Objectives
The main objective of this phase is to prepare the Phase I report.
This will serve as the dataset(s) description and summary of your final
report.
- Explore the template projects
- Explore cloud computing resources
- Find your teammate(s)
- Find publicly available dataset and perform data processing and
summarization
- Each student submits the [Student Team
Agreement]
- Contact and communicate with two mentors and setup a meeting with
them to discuss your data and research goal
- Write and submit the Phase I report as a team through the [Report Submission
form]
- Follow up with mentors and have each submit the [Mentor Confirmation
form]
After submitting the report, you may also need to
- Integrate feedback on your Phase I report
- Meet with course instructors if you need help finding mentors
Timeline and Key Dates
- Attend the Kickoff Meeting at Mar 14, 2022
- [5 Points] Each student submits the [Student Team Agreement]
form by Apr 8, 2022
- [20 Points] Each team submits the Phase I Report by
May 6, 2022
- [Required] Ask your mentors to submit the [Mentor Confirmation form
by May 20, 2022
- You should have two mentors, but at least one must provide at least
a guidance role for your project
- This contact mentor’s evaluations will weigh more in your final
grade
Phase I Report Contents
The Phase I Report mainly consists of describing the provenance,
characteristics, and quality of dataset(s) that will be the likely focus
of your project. The report should be well-organized and answer
questions about the suitability of the dataset for a clinically-relevant
data analysis project. Beside describing any data use
agreements/requirements, data processing tools, and data summary
statistics, the reports should attempt to briefly answer some of the
following questions:
- Data Provenance: Where does the data come from? How
and when was it obtained (Velocity)? What assumptions were made in its
acquisition? What aspects of reality were captured well/poorly? How was
the data transformed for sharing and preparation for data analysis? What
information was lost in that transformation?
- Data Characteristics: What scales apply to the
different data features in the dataset? Are they categorical? ordinal?
numerical? What are the underlying distributions of those features
(normal, skewed)? What is the variation in the data features and values
(Variety)? Are there extreme outliers? How do the different features
relate to each other?
- Data Quality: How can you be assured of the data
quality (Validity)? Are there missing features that can be created and
would be useful? Are there missing or noisy data that can be
imputed/corrected? Are there outside data sources that can validate or
expand the set of reliable features?

▶ **INPUT DATA**
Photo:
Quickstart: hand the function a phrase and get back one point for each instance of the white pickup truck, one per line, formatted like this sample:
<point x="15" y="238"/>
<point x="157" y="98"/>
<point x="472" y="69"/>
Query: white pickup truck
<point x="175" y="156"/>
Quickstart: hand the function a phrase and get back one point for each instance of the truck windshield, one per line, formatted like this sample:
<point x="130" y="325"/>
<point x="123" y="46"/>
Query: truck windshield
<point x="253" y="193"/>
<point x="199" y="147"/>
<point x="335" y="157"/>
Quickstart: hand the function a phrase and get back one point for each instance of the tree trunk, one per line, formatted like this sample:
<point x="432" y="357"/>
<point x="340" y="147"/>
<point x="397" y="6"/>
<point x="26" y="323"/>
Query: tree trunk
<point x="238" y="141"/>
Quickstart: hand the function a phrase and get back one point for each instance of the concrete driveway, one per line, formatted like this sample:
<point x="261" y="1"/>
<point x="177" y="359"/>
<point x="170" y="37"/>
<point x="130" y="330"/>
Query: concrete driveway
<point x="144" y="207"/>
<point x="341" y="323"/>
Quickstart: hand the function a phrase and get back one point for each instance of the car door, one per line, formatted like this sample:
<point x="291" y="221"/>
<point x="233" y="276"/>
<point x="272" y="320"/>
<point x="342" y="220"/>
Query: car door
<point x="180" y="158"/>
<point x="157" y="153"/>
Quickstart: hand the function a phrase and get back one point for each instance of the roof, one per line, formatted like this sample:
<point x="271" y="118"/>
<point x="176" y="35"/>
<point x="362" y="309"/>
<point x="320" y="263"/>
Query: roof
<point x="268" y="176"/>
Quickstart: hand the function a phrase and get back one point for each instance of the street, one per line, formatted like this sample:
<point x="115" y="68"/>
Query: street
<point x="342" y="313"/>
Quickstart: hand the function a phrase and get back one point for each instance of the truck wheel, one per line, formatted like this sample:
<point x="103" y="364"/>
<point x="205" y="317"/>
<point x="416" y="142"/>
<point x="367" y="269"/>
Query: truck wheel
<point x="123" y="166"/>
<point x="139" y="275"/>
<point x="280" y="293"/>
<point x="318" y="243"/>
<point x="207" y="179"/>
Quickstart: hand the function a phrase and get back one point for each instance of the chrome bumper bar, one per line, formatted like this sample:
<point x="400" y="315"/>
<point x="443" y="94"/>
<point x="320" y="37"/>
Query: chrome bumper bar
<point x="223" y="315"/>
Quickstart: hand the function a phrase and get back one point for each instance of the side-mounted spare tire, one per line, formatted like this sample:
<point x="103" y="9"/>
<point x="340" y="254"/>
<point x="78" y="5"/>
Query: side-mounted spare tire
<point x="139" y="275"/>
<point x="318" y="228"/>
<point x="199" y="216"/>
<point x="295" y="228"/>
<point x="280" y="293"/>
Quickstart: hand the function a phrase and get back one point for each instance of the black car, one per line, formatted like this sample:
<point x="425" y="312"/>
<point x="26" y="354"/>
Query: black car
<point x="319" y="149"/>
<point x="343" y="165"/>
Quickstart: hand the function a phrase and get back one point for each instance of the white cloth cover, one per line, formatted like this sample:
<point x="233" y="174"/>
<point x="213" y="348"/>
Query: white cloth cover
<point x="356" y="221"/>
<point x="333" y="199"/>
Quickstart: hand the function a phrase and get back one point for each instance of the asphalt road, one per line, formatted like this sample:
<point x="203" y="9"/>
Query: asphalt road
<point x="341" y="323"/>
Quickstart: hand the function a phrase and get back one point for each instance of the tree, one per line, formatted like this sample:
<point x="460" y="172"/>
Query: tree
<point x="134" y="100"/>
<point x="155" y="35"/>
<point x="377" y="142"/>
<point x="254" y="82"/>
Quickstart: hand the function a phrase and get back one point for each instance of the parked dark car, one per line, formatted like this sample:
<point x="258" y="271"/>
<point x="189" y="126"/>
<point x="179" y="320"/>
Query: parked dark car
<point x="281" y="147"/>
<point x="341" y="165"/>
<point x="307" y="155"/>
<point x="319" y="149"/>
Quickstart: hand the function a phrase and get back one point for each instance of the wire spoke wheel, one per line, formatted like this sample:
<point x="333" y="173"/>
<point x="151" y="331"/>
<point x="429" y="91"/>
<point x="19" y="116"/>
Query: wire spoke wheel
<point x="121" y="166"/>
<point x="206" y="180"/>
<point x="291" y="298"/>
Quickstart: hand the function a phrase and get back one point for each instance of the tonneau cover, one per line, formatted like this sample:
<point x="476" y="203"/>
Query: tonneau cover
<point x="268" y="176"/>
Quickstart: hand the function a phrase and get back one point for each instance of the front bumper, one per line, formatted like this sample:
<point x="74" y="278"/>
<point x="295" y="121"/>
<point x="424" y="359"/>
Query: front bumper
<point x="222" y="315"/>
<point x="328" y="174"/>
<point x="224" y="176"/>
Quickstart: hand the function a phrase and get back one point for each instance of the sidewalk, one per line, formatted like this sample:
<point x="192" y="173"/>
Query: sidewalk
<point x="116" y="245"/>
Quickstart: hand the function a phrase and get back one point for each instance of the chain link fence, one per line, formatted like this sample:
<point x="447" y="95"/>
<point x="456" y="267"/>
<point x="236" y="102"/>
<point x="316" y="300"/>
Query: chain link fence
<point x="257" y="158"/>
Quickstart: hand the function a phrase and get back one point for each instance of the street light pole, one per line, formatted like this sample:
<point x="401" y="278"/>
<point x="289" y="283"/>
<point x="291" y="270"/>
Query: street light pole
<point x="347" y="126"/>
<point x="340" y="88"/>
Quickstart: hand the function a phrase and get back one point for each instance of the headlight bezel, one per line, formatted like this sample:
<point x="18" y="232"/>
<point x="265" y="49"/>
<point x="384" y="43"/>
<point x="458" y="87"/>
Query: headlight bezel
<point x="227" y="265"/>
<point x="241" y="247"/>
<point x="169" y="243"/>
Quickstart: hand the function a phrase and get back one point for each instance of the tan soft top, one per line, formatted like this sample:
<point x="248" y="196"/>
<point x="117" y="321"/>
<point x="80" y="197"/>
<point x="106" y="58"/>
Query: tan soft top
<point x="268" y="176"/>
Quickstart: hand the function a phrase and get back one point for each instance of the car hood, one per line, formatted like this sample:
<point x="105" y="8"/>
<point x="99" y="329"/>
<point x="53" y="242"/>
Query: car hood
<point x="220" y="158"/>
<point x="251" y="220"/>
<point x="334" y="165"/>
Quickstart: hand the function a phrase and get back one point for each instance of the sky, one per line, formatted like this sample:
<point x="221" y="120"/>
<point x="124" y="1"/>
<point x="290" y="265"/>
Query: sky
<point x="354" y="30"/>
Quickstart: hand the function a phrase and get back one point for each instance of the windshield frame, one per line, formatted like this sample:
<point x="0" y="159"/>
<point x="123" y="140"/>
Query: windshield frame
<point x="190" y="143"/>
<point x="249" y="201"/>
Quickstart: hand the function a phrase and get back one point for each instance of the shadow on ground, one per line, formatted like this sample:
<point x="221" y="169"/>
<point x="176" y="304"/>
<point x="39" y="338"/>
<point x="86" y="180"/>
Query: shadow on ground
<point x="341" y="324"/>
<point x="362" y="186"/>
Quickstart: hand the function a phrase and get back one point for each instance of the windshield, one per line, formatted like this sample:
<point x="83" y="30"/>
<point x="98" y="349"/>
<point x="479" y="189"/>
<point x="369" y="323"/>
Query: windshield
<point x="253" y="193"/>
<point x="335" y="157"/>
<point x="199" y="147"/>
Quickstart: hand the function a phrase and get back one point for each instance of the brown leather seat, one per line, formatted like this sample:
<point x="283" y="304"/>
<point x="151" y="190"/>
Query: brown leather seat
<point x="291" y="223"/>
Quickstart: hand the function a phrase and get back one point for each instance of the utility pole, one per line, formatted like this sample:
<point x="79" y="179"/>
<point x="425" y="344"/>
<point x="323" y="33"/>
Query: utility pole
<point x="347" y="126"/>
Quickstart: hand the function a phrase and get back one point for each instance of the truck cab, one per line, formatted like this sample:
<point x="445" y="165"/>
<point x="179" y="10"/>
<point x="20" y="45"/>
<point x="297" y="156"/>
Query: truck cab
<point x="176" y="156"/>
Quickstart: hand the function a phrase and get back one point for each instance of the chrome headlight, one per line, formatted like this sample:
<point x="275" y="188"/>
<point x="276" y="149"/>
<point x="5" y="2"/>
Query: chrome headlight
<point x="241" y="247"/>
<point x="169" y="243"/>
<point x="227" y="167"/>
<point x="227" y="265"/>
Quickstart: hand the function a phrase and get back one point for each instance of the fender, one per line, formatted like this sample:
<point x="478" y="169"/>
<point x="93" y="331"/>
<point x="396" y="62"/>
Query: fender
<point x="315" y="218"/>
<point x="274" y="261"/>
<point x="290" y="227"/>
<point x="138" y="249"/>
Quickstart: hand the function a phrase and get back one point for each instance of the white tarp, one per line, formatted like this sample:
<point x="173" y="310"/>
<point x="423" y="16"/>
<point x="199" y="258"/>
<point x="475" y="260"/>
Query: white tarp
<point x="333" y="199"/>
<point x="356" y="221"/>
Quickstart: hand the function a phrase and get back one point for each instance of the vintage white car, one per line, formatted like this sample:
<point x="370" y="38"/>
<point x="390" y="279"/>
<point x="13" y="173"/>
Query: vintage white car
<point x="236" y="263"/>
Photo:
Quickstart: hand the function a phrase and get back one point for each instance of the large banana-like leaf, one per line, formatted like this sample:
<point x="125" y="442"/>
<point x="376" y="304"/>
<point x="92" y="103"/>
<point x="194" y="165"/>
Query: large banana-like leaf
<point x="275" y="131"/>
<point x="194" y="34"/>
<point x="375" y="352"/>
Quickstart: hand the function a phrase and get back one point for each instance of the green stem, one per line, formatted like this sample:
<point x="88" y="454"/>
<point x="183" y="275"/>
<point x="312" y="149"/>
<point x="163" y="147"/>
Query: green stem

▶ **PROBLEMS TO SOLVE**
**1)** What is the deadline for each team to submit the Phase I Report, according to the Phase I instructions?
**2)** Rewrite the stretch of the Phase I instructions from "numerical? What are" through "of reliable features?", renaming "outliers" as "anomalies".
The records have no connection to the Phase I instructions.

▶ **TASK RESULTS**
**1)** May 6, 2022.

**2)**
numerical? What are the underlying distributions of those features
(normal, skewed)? What is the variation in the data features and values
(Variety)? Are there extreme anomalies? How do the different features
relate to each other?
- Data Quality: How can you be assured of the data
quality (Validity)? Are there missing features that can be created and
would be useful? Are there missing or noisy data that can be
imputed/corrected? Are there outside data sources that can validate or
expand the set of reliable features?